Work required: Can you reproduce verbatim the stretch of the Solr search thread from "Is there a quick" through "Erick Erickson <er...@gmail.com>."?

Selected excerpt:
★ ★ ★ ★ ★ ★ ★

You are viewing a plain text version of this content. The canonical link for it is here.
Posted to solr-user@lucene.apache.org by Frederico Azeiteiro <Fr...@cision.com> on 2010/07/02 12:57:02 UTC

steps to improve search

Hi,

I'm using the default text field type on my schema.

 

Is there a quick way to do more accurate searches like searching for
"paying for it" only return docs with the full expression "paying for
it",  and not return articles with word "pay" as it does now?

 

Thanks,

Frederico


Re: steps to improve search

Posted by Erick Erickson <er...@gmail.com>.
Yes, when you change the schema in the indexing portion,
it is necessary to reindex the data. You can change the
search parts w/o reindexing..

Also, see this page:
http://wiki.apache.org/solr/AnalyzersTokenizersTokenFilters
See the CommonGramsFilterFactory section, which contains
this tidibt:
<<<CommonGramsFilter is useful for issuing phrase queries (i.e. "the cat")

★ ★ ★ ★ ★ ★ ★

Data segment:

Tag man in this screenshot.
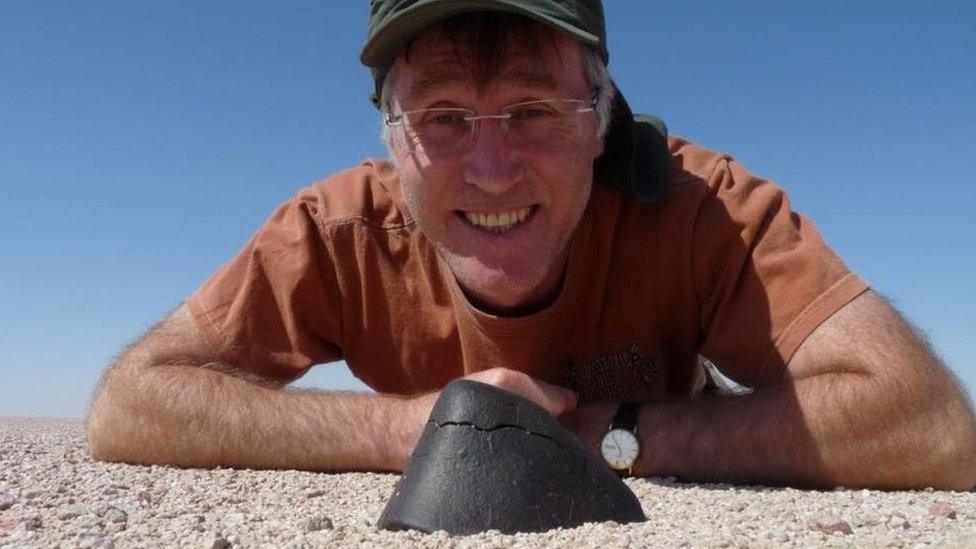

★ ★ ★ ★ ★ ★ ★

Correct result:
Is there a quick way to do more accurate searches like searching for
"paying for it" only return docs with the full expression "paying for
it",  and not return articles with word "pay" as it does now?

 

Thanks,

Frederico


Re: steps to improve search

Posted by Erick Erickson <er...@gmail.com>.